Items from a dataset:
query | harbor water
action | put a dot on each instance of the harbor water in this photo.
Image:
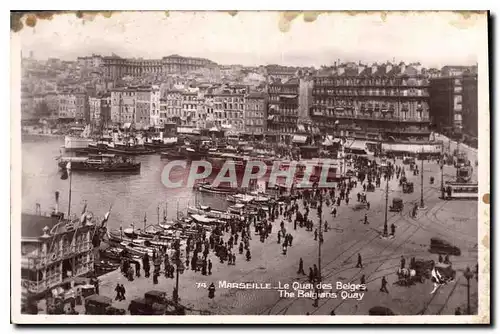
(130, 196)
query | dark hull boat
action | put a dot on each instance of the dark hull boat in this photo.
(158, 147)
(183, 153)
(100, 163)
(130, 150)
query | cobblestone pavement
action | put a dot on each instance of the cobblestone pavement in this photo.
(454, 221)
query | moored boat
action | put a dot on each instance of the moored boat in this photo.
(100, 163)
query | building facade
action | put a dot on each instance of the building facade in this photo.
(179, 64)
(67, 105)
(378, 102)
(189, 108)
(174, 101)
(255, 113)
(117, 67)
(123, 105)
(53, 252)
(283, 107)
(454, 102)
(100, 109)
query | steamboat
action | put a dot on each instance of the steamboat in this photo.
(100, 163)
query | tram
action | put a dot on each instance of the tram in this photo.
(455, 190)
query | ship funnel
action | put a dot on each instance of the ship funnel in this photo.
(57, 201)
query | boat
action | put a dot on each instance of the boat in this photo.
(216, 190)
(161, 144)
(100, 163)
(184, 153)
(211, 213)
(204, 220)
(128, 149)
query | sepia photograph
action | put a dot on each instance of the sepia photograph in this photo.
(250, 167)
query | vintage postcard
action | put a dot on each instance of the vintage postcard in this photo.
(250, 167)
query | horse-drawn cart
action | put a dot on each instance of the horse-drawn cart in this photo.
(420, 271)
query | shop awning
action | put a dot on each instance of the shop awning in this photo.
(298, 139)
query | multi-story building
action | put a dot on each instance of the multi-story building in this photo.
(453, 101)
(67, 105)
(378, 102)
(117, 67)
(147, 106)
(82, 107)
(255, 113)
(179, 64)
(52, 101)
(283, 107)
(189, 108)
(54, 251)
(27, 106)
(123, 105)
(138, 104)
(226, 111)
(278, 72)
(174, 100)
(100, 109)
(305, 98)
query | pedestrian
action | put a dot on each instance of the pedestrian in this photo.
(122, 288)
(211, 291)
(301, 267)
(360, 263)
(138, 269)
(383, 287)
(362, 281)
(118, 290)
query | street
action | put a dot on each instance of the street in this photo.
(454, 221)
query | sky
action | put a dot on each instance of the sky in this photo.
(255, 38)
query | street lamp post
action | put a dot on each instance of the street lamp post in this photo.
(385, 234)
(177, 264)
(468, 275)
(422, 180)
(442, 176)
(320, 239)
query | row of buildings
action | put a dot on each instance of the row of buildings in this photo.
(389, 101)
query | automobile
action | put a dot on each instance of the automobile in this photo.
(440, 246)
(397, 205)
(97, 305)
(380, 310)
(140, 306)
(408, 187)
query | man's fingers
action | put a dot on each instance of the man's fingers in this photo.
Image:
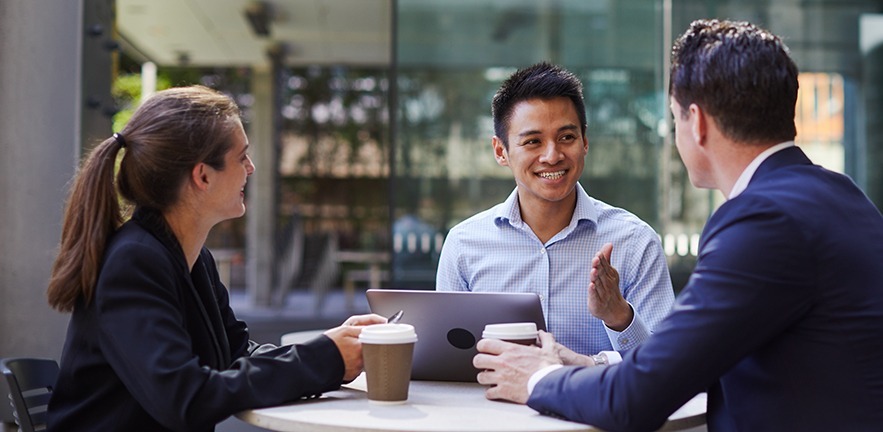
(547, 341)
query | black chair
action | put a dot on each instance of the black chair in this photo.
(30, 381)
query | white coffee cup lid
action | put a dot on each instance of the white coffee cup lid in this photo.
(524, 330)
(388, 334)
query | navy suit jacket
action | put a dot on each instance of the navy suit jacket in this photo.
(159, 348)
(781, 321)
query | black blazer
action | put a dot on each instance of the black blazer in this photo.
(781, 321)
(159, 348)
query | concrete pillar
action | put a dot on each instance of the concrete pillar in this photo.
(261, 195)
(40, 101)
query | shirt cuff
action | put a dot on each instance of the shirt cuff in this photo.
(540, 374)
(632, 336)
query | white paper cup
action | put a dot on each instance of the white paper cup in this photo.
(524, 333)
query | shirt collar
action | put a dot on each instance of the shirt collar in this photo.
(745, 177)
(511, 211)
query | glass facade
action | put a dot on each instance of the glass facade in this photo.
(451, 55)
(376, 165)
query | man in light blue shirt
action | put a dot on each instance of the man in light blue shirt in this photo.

> [Work order]
The copy should hold only the lines from the one with "street in this photo." through the one with "query | glass facade", exactly as they stand above. Leave out the pictures.

> [Result for this task]
action | put a dot on each instance of the street in this photo.
(454, 221)
query | sky
action | put a dot on each instance of the sky in this photo.
(255, 38)
query | street lamp post
action | put a dot on each instance of the street lamp post in this photo.
(385, 234)
(177, 264)
(468, 275)
(422, 180)
(442, 176)
(320, 239)
query | row of buildings
action | put a dot on each instance of the row of buildings in this photo.
(389, 101)
query | automobile
action | put a dot on each instance of the automobile in this photo.
(440, 246)
(397, 205)
(97, 305)
(380, 310)
(140, 306)
(408, 187)
query | man's fingers
action | put a dot on each instance of the man's fingers in this photo.
Image:
(547, 341)
query | black chair
action | put a dot on each instance of the black chair in this photo.
(30, 381)
query | white coffee cup lid
action | put a dot on each instance of the white coffee cup lid in this photo.
(524, 330)
(388, 334)
query | navy suit jacket
action | put a dot on each instance of the navy suit jacket in this photo.
(159, 348)
(781, 321)
query | black blazer
action | put a dot on each instance of the black blazer in this photo.
(781, 321)
(159, 348)
query | concrete pillar
action | put a dot on each instance of the concrete pillar in this photo.
(261, 195)
(40, 101)
query | shirt cuff
action | put a dot on each instance of the shirt cuff in this photo.
(540, 374)
(632, 336)
query | white paper cup
action | put a dot on each instance of the white paper cup in this photo.
(524, 333)
query | shirt collar
action | put a dot on each instance of the shirt collar in this photo.
(745, 177)
(511, 211)
query | glass facade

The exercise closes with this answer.